Pick out each line of the material below that contains the string "positive", and copy those lines in full.

Provided material section start

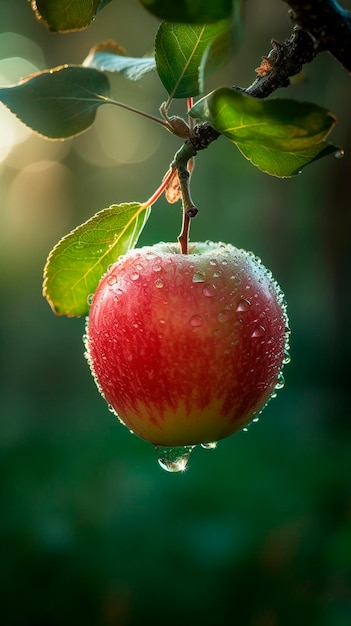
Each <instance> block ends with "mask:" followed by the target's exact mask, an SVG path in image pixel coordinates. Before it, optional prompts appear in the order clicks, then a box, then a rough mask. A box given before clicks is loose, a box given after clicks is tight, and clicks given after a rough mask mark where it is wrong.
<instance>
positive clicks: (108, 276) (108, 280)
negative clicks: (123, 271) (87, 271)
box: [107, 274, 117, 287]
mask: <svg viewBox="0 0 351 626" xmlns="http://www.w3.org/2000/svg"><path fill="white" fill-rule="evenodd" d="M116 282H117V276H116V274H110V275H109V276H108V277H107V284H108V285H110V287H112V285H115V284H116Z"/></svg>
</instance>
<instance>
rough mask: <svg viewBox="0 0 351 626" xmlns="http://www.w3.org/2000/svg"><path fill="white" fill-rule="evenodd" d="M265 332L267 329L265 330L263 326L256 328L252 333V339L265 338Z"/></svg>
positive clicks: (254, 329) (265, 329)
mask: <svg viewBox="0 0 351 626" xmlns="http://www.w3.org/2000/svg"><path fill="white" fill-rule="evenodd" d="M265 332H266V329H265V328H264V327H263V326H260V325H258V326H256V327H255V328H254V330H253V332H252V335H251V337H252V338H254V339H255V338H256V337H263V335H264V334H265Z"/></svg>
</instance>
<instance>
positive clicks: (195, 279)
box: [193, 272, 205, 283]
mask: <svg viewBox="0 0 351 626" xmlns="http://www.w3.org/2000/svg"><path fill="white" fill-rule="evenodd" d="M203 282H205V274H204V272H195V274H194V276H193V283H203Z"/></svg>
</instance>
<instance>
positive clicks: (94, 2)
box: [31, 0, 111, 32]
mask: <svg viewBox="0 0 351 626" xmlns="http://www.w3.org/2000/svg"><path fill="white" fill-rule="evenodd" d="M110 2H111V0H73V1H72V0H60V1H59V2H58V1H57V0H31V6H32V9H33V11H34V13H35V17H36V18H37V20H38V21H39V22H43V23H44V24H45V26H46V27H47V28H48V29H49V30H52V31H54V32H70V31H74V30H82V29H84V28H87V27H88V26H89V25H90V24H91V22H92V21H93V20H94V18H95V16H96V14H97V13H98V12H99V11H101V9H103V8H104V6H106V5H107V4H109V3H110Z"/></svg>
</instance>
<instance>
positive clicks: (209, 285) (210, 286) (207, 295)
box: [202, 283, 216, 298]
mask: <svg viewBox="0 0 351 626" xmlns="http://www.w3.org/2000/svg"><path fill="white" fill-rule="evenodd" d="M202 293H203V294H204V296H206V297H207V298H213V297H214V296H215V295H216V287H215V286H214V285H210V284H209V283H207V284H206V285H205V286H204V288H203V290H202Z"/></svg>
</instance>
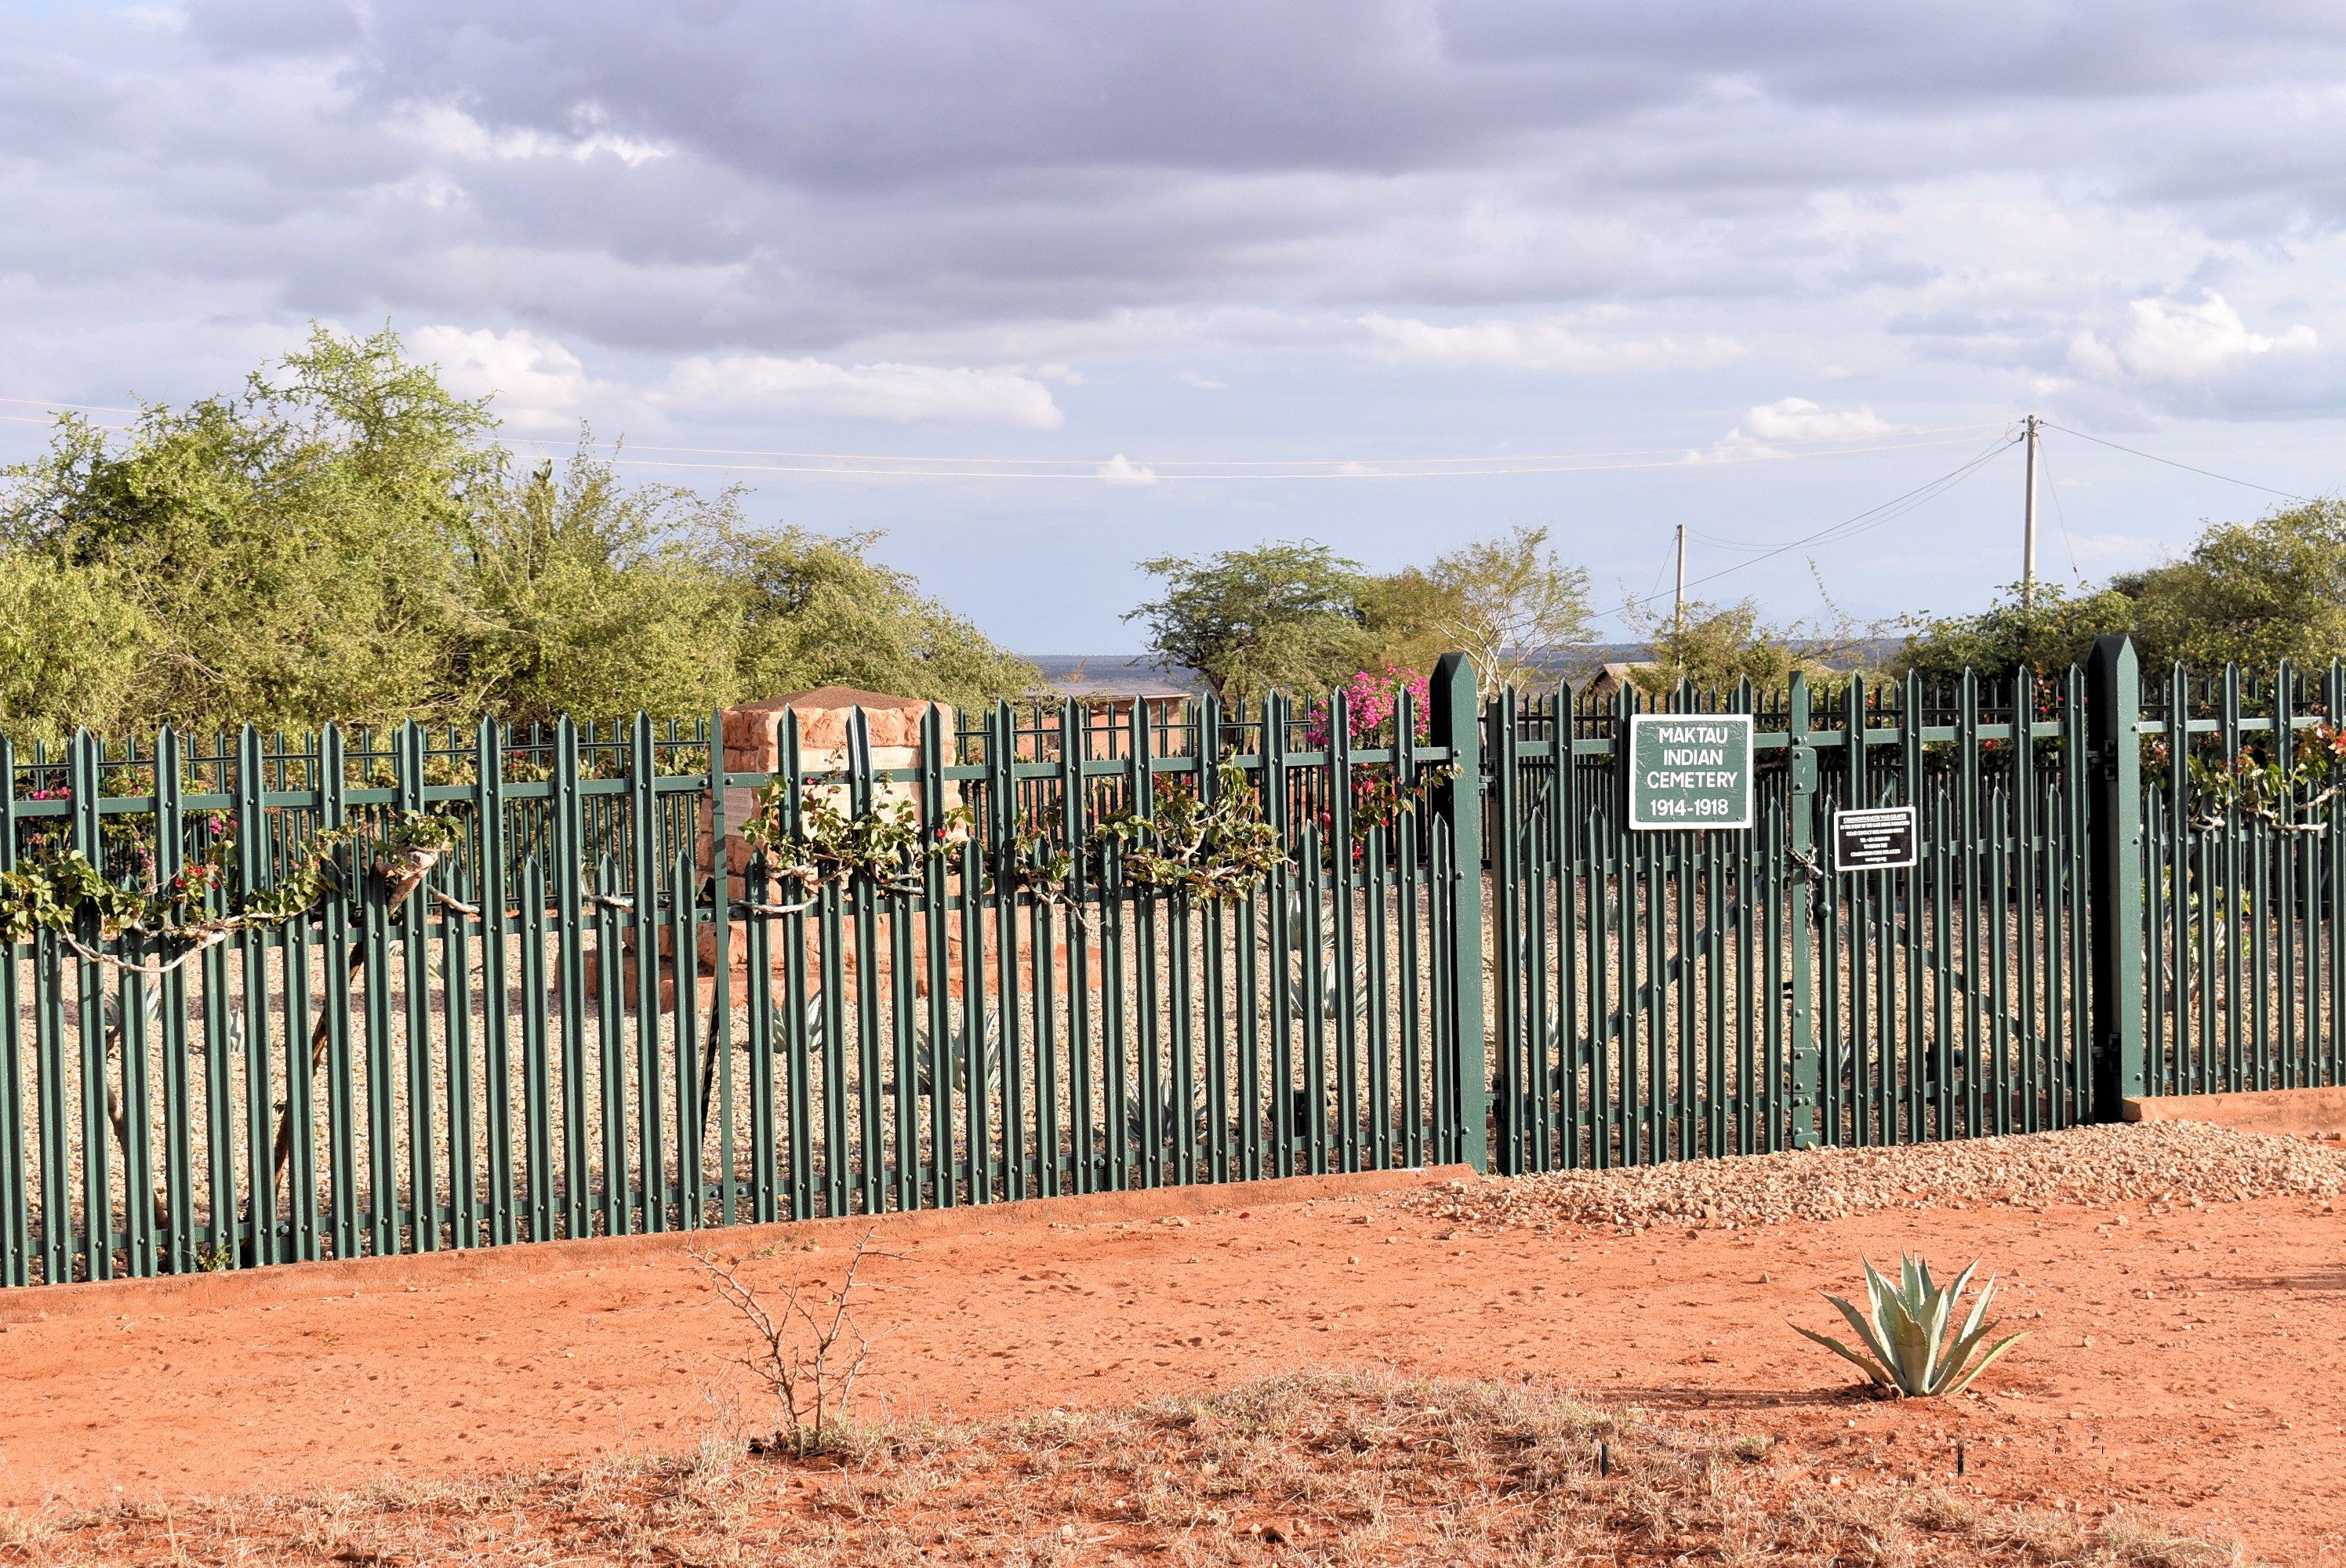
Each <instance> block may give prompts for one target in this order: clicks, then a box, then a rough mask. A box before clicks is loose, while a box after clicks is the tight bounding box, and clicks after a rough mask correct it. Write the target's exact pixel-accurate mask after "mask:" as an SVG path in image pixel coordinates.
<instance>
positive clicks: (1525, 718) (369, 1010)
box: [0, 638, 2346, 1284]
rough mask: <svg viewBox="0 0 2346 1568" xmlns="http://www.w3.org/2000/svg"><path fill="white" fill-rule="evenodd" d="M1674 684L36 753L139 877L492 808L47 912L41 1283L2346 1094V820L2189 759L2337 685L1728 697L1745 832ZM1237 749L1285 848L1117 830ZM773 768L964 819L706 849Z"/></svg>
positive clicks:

Provided material section end

Answer to the exercise
positive clicks: (108, 276) (108, 280)
positive clicks: (254, 329) (265, 329)
positive clicks: (195, 279)
positive clicks: (94, 2)
positive clicks: (209, 285) (210, 286) (207, 295)
positive clicks: (1525, 718) (369, 1010)
positive clicks:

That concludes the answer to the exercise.